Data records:
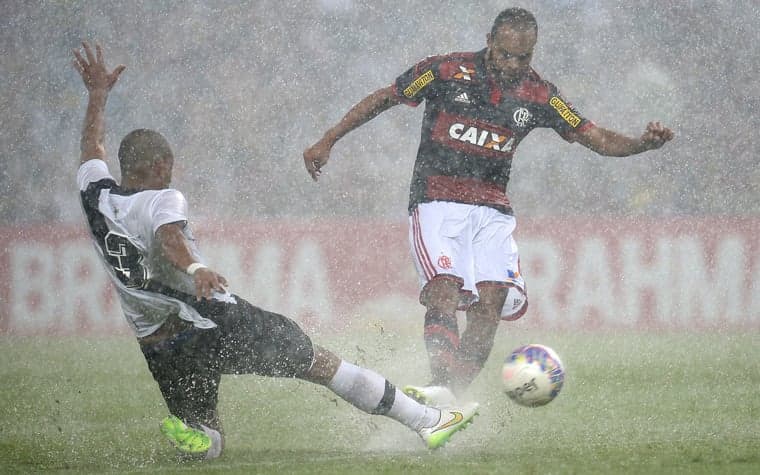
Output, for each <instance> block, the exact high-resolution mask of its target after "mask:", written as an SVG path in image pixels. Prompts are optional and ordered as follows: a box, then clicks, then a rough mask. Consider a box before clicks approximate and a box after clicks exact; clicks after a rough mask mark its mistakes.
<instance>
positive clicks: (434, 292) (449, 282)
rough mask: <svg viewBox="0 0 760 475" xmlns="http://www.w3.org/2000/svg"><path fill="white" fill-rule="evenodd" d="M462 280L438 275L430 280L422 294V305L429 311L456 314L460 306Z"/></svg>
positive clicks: (420, 297)
mask: <svg viewBox="0 0 760 475" xmlns="http://www.w3.org/2000/svg"><path fill="white" fill-rule="evenodd" d="M462 285H463V283H462V280H461V279H459V278H457V277H454V276H450V275H437V276H435V277H433V278H432V279H430V281H428V283H427V284H425V287H424V288H423V289H422V292H421V293H420V303H421V304H422V305H424V306H425V307H427V308H428V309H435V310H439V311H441V312H444V313H447V314H448V313H455V312H456V310H457V307H458V306H459V293H460V291H461V289H462Z"/></svg>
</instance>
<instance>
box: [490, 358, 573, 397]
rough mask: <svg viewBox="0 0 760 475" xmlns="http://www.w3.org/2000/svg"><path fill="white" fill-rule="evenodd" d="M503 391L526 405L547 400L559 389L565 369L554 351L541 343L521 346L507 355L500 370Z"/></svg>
mask: <svg viewBox="0 0 760 475" xmlns="http://www.w3.org/2000/svg"><path fill="white" fill-rule="evenodd" d="M501 377H502V381H503V382H504V391H505V392H506V393H507V396H509V398H510V399H511V400H513V401H514V402H516V403H517V404H519V405H521V406H527V407H537V406H543V405H545V404H548V403H550V402H551V401H552V400H553V399H554V398H555V397H557V395H558V394H559V391H560V390H561V389H562V384H563V383H564V382H565V369H564V367H563V366H562V361H560V359H559V356H557V353H555V352H554V350H552V349H551V348H549V347H548V346H544V345H536V344H532V345H525V346H521V347H519V348H517V349H515V350H514V351H513V352H512V354H510V355H509V356H508V357H507V360H506V361H505V362H504V366H503V367H502V369H501Z"/></svg>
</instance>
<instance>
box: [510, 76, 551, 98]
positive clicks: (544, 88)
mask: <svg viewBox="0 0 760 475" xmlns="http://www.w3.org/2000/svg"><path fill="white" fill-rule="evenodd" d="M556 94H557V87H556V86H555V85H554V84H552V83H551V82H549V81H547V80H546V79H544V78H542V77H541V75H540V74H538V72H536V70H535V69H533V68H531V70H530V71H529V72H528V74H527V75H526V76H525V78H523V80H522V81H521V82H520V84H519V85H518V86H517V87H516V88H515V90H514V95H515V96H517V97H519V98H521V99H523V100H526V101H530V102H537V103H546V102H548V101H549V99H550V98H551V97H552V96H554V95H556Z"/></svg>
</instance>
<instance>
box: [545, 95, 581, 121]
mask: <svg viewBox="0 0 760 475" xmlns="http://www.w3.org/2000/svg"><path fill="white" fill-rule="evenodd" d="M549 105H550V106H552V107H554V110H556V111H557V112H559V115H560V117H562V118H563V119H565V122H567V123H568V124H570V125H571V126H572V127H573V128H575V127H578V125H579V124H580V123H581V118H580V117H578V116H577V115H575V114H574V113H573V111H572V110H570V107H569V106H568V105H567V104H565V101H563V100H562V99H560V98H559V97H557V96H554V97H552V98H551V99H550V100H549Z"/></svg>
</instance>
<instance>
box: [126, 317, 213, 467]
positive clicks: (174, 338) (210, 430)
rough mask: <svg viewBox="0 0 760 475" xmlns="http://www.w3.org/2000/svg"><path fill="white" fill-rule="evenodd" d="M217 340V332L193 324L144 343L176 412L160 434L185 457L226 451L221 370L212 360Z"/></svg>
mask: <svg viewBox="0 0 760 475" xmlns="http://www.w3.org/2000/svg"><path fill="white" fill-rule="evenodd" d="M170 318H176V317H170ZM183 323H184V322H183ZM181 324H182V323H180V325H181ZM165 325H168V326H171V325H172V323H171V322H169V323H168V324H165ZM174 325H177V324H176V323H175V324H174ZM217 339H218V332H217V330H216V329H208V330H202V329H198V328H193V327H192V326H189V325H188V328H187V329H186V330H184V331H179V332H178V333H176V334H174V335H172V336H169V337H167V338H164V339H159V340H158V341H155V342H150V343H147V342H141V345H140V346H141V349H142V351H143V354H144V355H145V359H146V361H147V362H148V367H149V368H150V370H151V373H152V374H153V378H154V379H155V380H156V382H157V383H158V386H159V389H160V390H161V394H162V395H163V397H164V401H165V402H166V405H167V407H168V409H169V412H170V414H171V415H170V416H169V417H167V418H165V419H164V420H163V421H162V422H161V426H160V428H161V432H162V433H163V434H164V435H165V436H166V437H167V439H169V441H170V442H172V444H173V445H174V446H175V447H176V448H177V449H178V450H179V452H180V454H184V455H191V456H199V457H205V458H216V457H218V456H220V455H221V453H222V449H223V446H224V437H223V434H222V427H221V423H220V421H219V417H218V413H217V409H216V407H217V396H218V389H219V382H220V379H221V371H220V369H219V368H218V366H217V365H216V364H215V359H214V357H213V355H214V354H215V352H216V350H217V348H216V343H215V342H216V341H217Z"/></svg>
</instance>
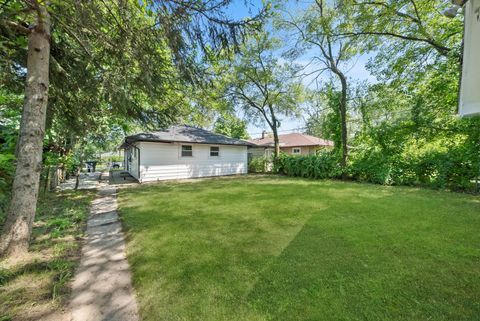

(ASSIGNMENT): List every line of the items above that contains the word "positive", with case counting.

(TASK RESULT):
positive clicks: (434, 292) (449, 282)
positive clicks: (420, 297)
positive clicks: (544, 88)
positive clicks: (174, 338) (210, 430)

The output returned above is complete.